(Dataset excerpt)
/---

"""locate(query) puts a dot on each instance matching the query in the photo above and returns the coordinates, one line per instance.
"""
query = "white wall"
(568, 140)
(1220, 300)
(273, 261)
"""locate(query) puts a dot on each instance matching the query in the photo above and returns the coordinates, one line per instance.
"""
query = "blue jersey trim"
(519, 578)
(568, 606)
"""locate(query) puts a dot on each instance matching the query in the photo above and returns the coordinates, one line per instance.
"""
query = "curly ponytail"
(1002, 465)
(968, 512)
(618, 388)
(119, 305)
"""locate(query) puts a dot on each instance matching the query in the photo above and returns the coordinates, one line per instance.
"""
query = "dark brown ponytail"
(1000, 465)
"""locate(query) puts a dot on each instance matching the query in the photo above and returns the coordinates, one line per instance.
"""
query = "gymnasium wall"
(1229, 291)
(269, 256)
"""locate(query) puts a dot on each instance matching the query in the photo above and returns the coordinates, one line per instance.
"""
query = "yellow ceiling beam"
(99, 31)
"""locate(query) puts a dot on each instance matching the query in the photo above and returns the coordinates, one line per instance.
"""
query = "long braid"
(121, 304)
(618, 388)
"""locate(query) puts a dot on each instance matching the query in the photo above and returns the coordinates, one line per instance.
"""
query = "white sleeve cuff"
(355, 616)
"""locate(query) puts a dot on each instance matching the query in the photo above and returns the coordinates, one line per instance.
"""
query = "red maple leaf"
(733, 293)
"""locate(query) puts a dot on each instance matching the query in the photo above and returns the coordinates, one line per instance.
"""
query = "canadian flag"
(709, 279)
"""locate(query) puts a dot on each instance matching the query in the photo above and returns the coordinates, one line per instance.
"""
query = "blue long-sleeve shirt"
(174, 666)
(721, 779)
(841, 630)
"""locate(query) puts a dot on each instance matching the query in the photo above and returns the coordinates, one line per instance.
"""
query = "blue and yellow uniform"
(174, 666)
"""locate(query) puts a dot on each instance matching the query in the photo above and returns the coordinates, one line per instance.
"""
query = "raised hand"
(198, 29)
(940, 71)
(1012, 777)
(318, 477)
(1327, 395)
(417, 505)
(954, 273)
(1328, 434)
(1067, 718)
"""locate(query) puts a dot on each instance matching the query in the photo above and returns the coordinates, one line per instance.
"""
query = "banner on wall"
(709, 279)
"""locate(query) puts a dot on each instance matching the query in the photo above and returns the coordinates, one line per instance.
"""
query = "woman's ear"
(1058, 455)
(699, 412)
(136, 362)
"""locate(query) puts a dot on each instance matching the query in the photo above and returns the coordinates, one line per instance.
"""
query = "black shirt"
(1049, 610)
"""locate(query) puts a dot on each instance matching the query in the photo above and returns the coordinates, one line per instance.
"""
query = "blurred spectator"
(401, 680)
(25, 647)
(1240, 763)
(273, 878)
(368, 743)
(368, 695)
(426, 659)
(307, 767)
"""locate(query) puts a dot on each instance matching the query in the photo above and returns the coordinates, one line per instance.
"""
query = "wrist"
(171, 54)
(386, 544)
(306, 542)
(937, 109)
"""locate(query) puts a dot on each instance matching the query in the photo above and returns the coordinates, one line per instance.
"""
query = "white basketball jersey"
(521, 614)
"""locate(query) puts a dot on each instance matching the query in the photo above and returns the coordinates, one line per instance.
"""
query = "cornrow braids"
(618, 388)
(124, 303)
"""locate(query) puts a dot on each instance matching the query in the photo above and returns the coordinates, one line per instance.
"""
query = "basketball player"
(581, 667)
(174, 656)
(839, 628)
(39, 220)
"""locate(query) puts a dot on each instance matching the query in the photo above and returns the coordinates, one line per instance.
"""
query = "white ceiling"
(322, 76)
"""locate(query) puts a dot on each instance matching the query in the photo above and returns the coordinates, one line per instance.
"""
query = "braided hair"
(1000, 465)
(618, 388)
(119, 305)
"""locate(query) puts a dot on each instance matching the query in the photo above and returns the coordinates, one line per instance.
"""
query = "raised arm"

\---

• [Set exercise]:
Write out the data exactly as it stands.

• [Correct output]:
"""locate(query) puts a dot on each instance matching the query in the photo above and returns the coordinates, one line per instance.
"""
query = "white wall"
(568, 140)
(1220, 300)
(273, 261)
"""locate(query) puts a dot on each instance matching the query in the photo above and returns the coordinates, one line per instance.
"""
query = "blue jersey trim"
(519, 578)
(568, 606)
"""locate(query) puts a dot on each instance matching the query in the photo above and returns the coordinates, one line per instance.
"""
query = "curly ponytail"
(1002, 465)
(968, 512)
(618, 388)
(119, 305)
"""locate(query) puts a dot on each instance matching the query in the photo above and returns the coordinates, one line per instance.
"""
query = "dark brown ponytail"
(1000, 465)
"""locate(query) puts a dot on each instance matching the query in the photo above and returns the coordinates, one line per instance.
"""
query = "gymnasium wall"
(1229, 291)
(269, 256)
"""locate(query) puts a dot on each instance matching the query in the photo above and returns the coordinates, one line per instance.
"""
query = "yellow ceiling beam"
(99, 31)
"""locate(query) puts a dot on each instance matching the query in the photo above and returns the coordinates, one line per instance.
"""
query = "long braid"
(121, 304)
(618, 388)
"""locate(query) puts a dot on each instance matching the query in the photo above and returns the coordinates, one line per instance.
"""
query = "white sleeve cuff"
(355, 616)
"""locate(query) puts a dot on each instance matching the query in the photo above and returns the coordinates, one line per instance.
"""
query = "red maple leaf"
(733, 293)
"""locate(query) puts a dot on each instance matching the query in the photo above and returns the coordinates, one line per instance.
"""
query = "canadian flag"
(709, 279)
"""locate(query) puts a dot on each instance matching the query in the photo above and returns the coordinates, one line per instance.
"""
query = "blue long-sleeve shirt"
(174, 666)
(721, 779)
(841, 630)
"""locate(query) puts a dot on each instance matching the query in the photo above and returns the coordinates, one line per instance.
"""
query = "blue and yellow uniform"
(174, 666)
"""locate(query) puts a dot on each instance matching the query in the photo above and returns the coordinates, one line per instance.
"""
query = "raised hand"
(198, 29)
(940, 71)
(1012, 777)
(318, 477)
(1327, 395)
(417, 505)
(954, 273)
(1328, 434)
(1067, 718)
"""locate(query) puts a dot on each instance matching the query in the photo above and returns the coordinates, one line per instance.
"""
query = "banner on wall"
(709, 279)
"""locate(query) puts a dot on each instance matching the query in the photo above and returns the coordinates, one line per instance.
"""
query = "woman's ear"
(1058, 455)
(699, 412)
(136, 362)
"""locate(query) puts a dot on each instance matching the query in the photo above and returns the coordinates, one line per instance.
"""
query = "black shirt"
(1049, 610)
"""locate(query) puts a dot on each instance matching the query in the photo above and returns the coordinates, one line per instance.
"""
query = "blurred spectator"
(401, 680)
(25, 647)
(1240, 763)
(273, 878)
(368, 743)
(368, 695)
(426, 659)
(307, 767)
"""locate(query) puts a dot on each instance matching the query in the photo above and returns the coordinates, one line per instance.
"""
query = "wrist"
(171, 54)
(386, 544)
(306, 542)
(937, 109)
"""locate(query) puts a dot on each instance matching the query in the photo above and returns the coordinates, one line per instance.
"""
query = "white basketball jersey"
(521, 614)
"""locate(query) puts a dot on each instance matching the query in the photo above and returns the coordinates, one line per instance.
"""
query = "cornrow braids"
(618, 388)
(124, 303)
"""locate(query) puts a dot on each instance matching the query in the photo above and returns the coordinates, one line per instance.
"""
query = "basketball player"
(581, 667)
(174, 656)
(839, 628)
(39, 220)
"""locate(query) puts a dot on each instance matching the query in the photo above and returns the coordinates, one line per instance.
"""
query = "white ceiling"
(322, 76)
"""locate(query) puts a dot on each instance matching the query in the photo above and returns the coordinates, one line per instance.
"""
query = "braided hair"
(1000, 465)
(618, 388)
(119, 305)
"""locate(query) puts a dot on each instance matching the query in the photo above and returns the coordinates, one line per instance.
"""
query = "raised arm"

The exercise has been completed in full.